Dataset excerpts
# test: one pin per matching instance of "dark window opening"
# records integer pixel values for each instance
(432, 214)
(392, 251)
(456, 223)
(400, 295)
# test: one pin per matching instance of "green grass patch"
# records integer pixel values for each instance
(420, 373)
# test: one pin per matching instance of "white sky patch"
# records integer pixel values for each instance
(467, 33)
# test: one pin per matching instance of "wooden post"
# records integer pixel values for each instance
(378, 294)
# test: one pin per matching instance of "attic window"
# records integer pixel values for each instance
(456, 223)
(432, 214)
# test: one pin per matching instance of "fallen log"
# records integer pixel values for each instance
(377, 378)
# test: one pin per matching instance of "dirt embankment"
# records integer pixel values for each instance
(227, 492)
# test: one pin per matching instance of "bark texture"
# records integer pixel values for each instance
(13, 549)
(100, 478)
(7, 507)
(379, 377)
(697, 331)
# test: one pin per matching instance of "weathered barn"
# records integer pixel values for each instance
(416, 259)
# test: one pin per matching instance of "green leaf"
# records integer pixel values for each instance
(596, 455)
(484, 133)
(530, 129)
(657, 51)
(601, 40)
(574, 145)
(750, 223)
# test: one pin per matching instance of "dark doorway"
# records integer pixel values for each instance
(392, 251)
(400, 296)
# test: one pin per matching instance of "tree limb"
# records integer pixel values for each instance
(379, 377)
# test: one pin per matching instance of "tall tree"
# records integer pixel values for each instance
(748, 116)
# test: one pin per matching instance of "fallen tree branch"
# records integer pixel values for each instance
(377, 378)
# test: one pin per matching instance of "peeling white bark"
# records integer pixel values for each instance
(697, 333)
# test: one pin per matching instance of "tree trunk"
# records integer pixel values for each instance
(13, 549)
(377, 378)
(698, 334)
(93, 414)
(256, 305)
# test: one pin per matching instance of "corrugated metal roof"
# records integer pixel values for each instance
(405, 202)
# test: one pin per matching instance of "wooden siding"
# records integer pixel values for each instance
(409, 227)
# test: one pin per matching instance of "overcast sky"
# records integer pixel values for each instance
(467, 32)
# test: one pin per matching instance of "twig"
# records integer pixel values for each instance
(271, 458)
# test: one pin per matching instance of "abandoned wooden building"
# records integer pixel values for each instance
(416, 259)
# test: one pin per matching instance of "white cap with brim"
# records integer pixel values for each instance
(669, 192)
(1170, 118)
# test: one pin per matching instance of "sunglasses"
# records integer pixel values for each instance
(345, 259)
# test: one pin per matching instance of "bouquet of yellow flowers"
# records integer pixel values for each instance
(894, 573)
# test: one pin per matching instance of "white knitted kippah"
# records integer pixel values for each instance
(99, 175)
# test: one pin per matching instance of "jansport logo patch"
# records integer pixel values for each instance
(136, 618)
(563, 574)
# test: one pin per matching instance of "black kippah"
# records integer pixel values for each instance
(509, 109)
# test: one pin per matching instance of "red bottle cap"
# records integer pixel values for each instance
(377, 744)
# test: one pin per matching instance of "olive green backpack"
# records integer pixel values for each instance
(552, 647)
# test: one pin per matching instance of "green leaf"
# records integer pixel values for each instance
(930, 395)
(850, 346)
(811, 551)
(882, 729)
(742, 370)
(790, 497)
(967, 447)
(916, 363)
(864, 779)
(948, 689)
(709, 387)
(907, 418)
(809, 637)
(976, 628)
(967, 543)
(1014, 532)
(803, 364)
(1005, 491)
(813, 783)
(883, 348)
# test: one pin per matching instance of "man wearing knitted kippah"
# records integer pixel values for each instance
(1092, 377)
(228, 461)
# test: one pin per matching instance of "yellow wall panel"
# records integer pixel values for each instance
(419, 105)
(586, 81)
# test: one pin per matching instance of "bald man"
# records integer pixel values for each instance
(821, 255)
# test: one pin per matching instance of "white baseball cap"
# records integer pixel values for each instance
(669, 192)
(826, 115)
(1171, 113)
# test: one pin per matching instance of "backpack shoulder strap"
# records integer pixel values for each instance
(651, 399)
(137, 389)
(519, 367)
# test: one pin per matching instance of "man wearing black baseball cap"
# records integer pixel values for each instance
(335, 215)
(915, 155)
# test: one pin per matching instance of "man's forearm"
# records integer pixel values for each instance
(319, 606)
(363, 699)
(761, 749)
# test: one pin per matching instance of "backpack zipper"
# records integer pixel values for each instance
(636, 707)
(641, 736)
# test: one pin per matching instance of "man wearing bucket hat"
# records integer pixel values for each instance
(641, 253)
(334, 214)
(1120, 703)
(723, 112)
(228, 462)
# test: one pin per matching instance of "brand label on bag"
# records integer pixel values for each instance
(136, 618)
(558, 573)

What needs to be done: Search the lines above for the string "kippah", then show every one that has it.

Reply to the exercise:
# test: one pin per matching instance of "white knitted kippah"
# test: one pin per matching instance of "black kippah"
# test: one pin per matching instance of "man wearing knitted kippah"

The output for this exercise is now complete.